> _Problem description_
How many lines in the records below contain the string "paver"? Case counts, so give only the number.

● ● ● ●

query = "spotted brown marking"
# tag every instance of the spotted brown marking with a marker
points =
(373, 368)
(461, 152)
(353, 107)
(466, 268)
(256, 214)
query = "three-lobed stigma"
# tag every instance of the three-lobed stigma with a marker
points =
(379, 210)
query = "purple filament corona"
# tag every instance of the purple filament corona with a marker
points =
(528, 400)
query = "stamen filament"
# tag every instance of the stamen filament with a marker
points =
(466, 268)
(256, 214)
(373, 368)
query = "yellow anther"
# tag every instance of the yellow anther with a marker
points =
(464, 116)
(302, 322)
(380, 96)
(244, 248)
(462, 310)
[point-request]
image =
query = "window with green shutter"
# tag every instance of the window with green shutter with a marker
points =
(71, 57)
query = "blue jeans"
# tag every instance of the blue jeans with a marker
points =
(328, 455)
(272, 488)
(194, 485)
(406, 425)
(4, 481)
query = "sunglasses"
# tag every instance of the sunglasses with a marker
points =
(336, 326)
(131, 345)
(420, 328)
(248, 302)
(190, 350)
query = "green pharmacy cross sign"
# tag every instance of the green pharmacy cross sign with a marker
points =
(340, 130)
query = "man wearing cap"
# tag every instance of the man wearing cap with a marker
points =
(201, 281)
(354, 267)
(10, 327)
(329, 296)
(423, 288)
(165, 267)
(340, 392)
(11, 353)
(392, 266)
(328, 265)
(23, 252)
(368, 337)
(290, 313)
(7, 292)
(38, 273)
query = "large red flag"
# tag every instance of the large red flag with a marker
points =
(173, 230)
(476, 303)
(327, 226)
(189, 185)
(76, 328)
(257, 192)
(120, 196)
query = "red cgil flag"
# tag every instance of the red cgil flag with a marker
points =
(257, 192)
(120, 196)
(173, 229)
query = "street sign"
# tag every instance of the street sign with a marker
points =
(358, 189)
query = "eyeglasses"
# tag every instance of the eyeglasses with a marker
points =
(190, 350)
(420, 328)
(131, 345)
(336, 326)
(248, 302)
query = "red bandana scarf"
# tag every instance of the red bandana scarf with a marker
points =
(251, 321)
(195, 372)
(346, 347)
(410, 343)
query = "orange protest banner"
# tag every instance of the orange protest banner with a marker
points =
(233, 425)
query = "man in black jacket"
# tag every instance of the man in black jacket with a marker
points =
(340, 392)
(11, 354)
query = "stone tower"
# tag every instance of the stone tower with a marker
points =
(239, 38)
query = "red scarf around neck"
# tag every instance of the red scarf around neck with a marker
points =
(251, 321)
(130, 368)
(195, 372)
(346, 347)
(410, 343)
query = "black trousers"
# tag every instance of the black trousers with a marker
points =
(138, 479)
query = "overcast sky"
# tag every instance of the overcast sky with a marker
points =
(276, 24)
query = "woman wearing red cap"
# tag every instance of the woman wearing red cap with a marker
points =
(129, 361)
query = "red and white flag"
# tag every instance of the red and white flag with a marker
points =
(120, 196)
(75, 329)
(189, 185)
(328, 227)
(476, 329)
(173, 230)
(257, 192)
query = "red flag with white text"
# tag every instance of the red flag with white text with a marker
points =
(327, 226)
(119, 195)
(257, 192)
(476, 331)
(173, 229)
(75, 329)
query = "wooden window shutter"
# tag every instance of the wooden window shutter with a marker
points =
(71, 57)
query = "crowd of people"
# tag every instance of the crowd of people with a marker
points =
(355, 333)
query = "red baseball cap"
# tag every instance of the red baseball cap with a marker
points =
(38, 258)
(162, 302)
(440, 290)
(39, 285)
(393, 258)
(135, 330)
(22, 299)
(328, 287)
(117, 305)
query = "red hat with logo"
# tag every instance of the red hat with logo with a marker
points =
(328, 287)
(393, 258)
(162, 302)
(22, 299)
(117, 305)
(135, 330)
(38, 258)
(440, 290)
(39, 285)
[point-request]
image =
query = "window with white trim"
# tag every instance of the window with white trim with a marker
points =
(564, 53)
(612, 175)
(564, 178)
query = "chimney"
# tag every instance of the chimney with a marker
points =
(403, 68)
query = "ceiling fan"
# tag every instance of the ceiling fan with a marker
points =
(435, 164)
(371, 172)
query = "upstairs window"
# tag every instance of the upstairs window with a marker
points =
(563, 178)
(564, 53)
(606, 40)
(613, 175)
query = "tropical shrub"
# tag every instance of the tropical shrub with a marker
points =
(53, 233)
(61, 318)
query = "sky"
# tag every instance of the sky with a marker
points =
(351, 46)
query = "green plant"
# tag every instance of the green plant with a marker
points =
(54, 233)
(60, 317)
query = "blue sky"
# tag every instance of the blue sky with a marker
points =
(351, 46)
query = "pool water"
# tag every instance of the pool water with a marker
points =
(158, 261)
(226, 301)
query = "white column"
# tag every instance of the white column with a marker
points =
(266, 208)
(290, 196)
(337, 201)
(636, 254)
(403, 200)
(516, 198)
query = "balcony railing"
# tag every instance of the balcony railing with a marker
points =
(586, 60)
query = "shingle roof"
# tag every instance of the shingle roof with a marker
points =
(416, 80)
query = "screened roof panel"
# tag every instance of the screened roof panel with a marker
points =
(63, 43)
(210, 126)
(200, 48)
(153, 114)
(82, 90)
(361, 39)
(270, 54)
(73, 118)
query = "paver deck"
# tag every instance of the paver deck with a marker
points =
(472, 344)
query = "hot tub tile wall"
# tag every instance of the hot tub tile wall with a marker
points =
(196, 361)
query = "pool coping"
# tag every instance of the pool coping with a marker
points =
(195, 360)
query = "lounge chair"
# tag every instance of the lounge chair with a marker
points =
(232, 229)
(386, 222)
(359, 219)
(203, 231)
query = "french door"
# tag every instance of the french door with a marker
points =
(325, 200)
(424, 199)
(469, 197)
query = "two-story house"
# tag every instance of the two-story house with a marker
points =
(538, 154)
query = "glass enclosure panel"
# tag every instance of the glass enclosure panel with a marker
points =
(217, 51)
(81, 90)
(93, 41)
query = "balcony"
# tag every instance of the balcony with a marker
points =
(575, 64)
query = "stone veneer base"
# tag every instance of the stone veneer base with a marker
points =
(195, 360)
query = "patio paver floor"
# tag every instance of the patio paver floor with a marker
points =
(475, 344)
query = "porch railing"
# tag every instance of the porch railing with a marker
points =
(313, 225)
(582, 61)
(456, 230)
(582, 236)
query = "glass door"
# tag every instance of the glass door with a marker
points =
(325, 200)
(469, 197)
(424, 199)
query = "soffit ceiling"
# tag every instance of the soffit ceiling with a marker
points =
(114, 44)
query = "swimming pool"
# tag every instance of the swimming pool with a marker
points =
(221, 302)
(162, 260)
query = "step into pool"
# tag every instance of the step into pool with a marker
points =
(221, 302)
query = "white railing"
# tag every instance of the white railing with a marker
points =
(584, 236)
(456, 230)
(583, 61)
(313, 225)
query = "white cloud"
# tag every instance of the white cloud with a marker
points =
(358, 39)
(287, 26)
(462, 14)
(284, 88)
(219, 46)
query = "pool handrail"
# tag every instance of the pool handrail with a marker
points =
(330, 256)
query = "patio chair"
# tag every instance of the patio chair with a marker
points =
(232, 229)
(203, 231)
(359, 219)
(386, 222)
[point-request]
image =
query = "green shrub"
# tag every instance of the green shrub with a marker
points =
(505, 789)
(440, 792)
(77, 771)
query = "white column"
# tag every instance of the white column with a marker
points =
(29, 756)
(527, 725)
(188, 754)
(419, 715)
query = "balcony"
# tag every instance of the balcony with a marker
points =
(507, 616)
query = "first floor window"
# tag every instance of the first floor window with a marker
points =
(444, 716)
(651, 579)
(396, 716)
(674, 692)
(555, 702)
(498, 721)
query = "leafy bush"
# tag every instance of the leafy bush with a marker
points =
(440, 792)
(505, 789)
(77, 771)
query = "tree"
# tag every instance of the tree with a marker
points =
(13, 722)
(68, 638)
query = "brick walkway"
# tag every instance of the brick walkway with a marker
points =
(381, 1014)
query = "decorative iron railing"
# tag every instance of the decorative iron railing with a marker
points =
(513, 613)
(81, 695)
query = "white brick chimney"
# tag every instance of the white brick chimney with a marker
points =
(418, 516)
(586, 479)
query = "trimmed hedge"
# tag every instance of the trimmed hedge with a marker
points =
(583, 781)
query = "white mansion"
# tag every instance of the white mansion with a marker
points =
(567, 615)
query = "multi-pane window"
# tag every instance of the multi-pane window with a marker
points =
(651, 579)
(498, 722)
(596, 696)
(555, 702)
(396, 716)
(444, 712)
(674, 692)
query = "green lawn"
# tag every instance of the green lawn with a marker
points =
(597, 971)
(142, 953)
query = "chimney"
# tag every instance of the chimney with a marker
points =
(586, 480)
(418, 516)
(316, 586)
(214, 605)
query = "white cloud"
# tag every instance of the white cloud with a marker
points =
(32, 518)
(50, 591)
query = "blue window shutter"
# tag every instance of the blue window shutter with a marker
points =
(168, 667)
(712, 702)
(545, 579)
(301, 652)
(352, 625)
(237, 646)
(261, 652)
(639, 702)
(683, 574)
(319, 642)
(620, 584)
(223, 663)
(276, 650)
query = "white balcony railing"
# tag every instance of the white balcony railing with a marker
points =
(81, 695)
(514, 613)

● ● ● ●

> _Correct result_
4